● **Work required**: The full set of entries has to be output exactly.

_ _ _ _

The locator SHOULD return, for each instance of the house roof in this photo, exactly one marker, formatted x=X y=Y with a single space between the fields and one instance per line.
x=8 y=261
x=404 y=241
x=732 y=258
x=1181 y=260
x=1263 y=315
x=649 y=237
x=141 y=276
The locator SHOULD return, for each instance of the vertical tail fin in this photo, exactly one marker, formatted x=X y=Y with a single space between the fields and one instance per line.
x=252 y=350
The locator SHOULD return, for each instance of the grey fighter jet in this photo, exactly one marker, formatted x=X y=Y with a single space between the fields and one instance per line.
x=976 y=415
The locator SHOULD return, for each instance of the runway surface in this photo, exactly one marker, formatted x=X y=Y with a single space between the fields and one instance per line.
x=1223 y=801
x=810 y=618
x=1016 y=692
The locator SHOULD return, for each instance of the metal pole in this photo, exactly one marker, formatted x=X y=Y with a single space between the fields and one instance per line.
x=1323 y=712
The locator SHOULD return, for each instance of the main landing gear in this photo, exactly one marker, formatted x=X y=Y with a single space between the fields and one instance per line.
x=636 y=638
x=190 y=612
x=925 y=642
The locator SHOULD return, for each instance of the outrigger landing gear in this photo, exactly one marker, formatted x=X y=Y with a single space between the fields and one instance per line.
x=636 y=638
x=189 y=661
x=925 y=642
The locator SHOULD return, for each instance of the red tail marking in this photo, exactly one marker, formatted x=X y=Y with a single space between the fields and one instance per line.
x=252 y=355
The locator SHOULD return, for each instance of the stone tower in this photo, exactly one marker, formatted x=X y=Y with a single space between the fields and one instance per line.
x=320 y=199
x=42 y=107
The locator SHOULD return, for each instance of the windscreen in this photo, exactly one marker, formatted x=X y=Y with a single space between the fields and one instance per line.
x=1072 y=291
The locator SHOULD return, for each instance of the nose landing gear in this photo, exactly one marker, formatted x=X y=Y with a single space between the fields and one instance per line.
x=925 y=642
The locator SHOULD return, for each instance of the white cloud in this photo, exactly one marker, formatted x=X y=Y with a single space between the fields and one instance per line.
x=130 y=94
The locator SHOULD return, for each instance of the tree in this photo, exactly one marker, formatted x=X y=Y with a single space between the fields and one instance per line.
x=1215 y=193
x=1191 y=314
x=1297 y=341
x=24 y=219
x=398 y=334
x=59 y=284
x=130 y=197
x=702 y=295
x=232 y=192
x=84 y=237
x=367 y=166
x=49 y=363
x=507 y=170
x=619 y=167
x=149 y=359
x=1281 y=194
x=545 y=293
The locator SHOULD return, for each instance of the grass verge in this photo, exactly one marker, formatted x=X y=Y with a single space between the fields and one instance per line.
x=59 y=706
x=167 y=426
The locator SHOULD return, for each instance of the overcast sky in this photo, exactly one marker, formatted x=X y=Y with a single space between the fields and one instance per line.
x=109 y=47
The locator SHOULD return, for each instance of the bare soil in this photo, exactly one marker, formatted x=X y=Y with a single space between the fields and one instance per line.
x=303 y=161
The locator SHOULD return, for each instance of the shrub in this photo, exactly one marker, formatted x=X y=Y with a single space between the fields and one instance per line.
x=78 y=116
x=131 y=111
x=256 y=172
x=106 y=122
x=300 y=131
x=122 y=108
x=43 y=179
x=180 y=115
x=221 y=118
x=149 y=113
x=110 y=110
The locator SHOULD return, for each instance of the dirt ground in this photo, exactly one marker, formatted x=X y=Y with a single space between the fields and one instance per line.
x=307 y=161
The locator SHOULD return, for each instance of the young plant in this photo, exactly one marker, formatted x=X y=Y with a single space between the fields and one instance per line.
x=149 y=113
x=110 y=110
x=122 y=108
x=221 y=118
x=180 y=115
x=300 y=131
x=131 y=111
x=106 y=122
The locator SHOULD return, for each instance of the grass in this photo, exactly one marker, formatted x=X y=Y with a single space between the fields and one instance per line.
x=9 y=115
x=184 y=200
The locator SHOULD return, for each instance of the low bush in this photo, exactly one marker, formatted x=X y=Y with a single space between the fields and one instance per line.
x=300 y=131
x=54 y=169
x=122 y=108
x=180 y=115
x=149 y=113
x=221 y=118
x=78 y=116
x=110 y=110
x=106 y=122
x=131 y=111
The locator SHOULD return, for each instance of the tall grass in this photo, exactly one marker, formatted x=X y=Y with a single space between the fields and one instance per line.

_ _ _ _

● **Solution**:
The locator SHOULD return, for each instance of the house roof in this photo, exactly one marker, formatted x=X y=Y with a single space between the fields and one instance per line.
x=8 y=261
x=404 y=241
x=732 y=258
x=1181 y=260
x=1263 y=315
x=649 y=237
x=141 y=276
The locator SHOULD return, for each instance of the vertical tail fin in this photo, exactly one marker, formatted x=X y=Y with a single space between the fields and one instance per line.
x=252 y=350
The locator SHOULD return, for each instance of the grey fighter jet in this photo, exactly one marker, formatted x=X y=Y with a single space between the fields and one instance per line.
x=976 y=415
The locator SHOULD return, for each instance of the runway surface in this photo, exactly one marker, formatted x=X y=Y with a single space between the fields and one instance per line.
x=1223 y=801
x=810 y=618
x=1016 y=692
The locator SHOULD return, for each instance of the metal pole in this photo, exactly one marker, formatted x=X y=Y with a single space between the fields and one instance per line.
x=1323 y=712
The locator SHOULD return, for each instance of the main landing gear in this photo, exactly one marker, formatted x=X y=Y with a single space between the fields and one instance per line.
x=636 y=638
x=190 y=612
x=925 y=642
The locator SHOULD return, for each instance of the outrigger landing gear in this photo, exactly one marker, formatted x=X y=Y with a single space between the fields and one instance per line.
x=636 y=638
x=189 y=661
x=925 y=642
The locator SHOULD return, for each instance of the red tail marking in this photo, exactly one marker, formatted x=X y=Y with a single space between the fields and one instance per line.
x=252 y=355
The locator SHOULD return, for each instance of the stone tower in this photo, exactly one marker, formatted x=X y=Y with a single space between the fields and one instance per line.
x=320 y=199
x=42 y=107
The locator SHOULD return, for each instance of the windscreen in this photo, exactly one marker, formatted x=X y=Y with a single space between the fields and one instance per line.
x=1072 y=291
The locator SHOULD return, for each instance of the nose landing gear in this photo, exactly one marker, formatted x=X y=Y with a single space between the fields and one instance per line.
x=925 y=642
The locator SHOULD return, for each instance of the white cloud in this photo, exactly one marker, formatted x=X y=Y with a single space between the fields and one instance per line.
x=130 y=94
The locator SHOULD return, for each instance of the tree in this photo, exactly one marker, formatted x=X y=Y with a single space between the fields and one instance per line.
x=1215 y=193
x=1191 y=314
x=1297 y=341
x=24 y=219
x=398 y=334
x=59 y=284
x=130 y=197
x=702 y=295
x=232 y=192
x=84 y=237
x=367 y=166
x=49 y=363
x=507 y=170
x=619 y=167
x=149 y=359
x=1281 y=194
x=545 y=293
The locator SHOULD return, for each instance of the grass verge in this photo, exactly one marker, formatted x=X y=Y with a single space between the fields and one instance per line.
x=59 y=706
x=167 y=426
The locator SHOULD return, for each instance of the overcast sky in this photo, exactly one marker, formatted x=X y=Y with a single space between the fields and one instance per line.
x=109 y=47
The locator SHOULD return, for each instance of the bare soil in this photo, exactly one marker, formatted x=X y=Y with a single space between the fields and one instance per line.
x=303 y=161
The locator SHOULD return, for each instance of the shrub in this photo, exactly one marker, formatted x=X y=Y with a single space between the fields and one instance per line.
x=78 y=116
x=131 y=111
x=256 y=172
x=106 y=122
x=300 y=131
x=122 y=108
x=43 y=179
x=180 y=115
x=221 y=118
x=149 y=113
x=110 y=110
The locator SHOULD return, for each instance of the dirt ground in this photo, exactly one marker, formatted x=X y=Y with a single space between the fields and one instance per line.
x=307 y=161
The locator SHOULD return, for each instance of the young plant in this photo, exactly one marker, formatted x=X y=Y with a single space between the fields and one instance per line.
x=149 y=113
x=110 y=110
x=122 y=108
x=221 y=118
x=180 y=115
x=300 y=131
x=131 y=111
x=106 y=122
The locator SHOULD return, for each instance of the grass in this photo, exactly one marker, formatted x=X y=Y with a single space between the fields and one instance per line.
x=9 y=115
x=184 y=200
The locator SHOULD return, for each instance of the low bush in this photo, exactly one marker, formatted x=X y=Y with a single space between the fields and one instance per line.
x=300 y=131
x=54 y=169
x=122 y=108
x=180 y=115
x=149 y=113
x=221 y=118
x=78 y=116
x=110 y=110
x=106 y=122
x=131 y=111
The locator SHOULD return, for each instance of the tall grass in this photo, exactly one marker, formatted x=X y=Y with a single space between the fields and one instance per line.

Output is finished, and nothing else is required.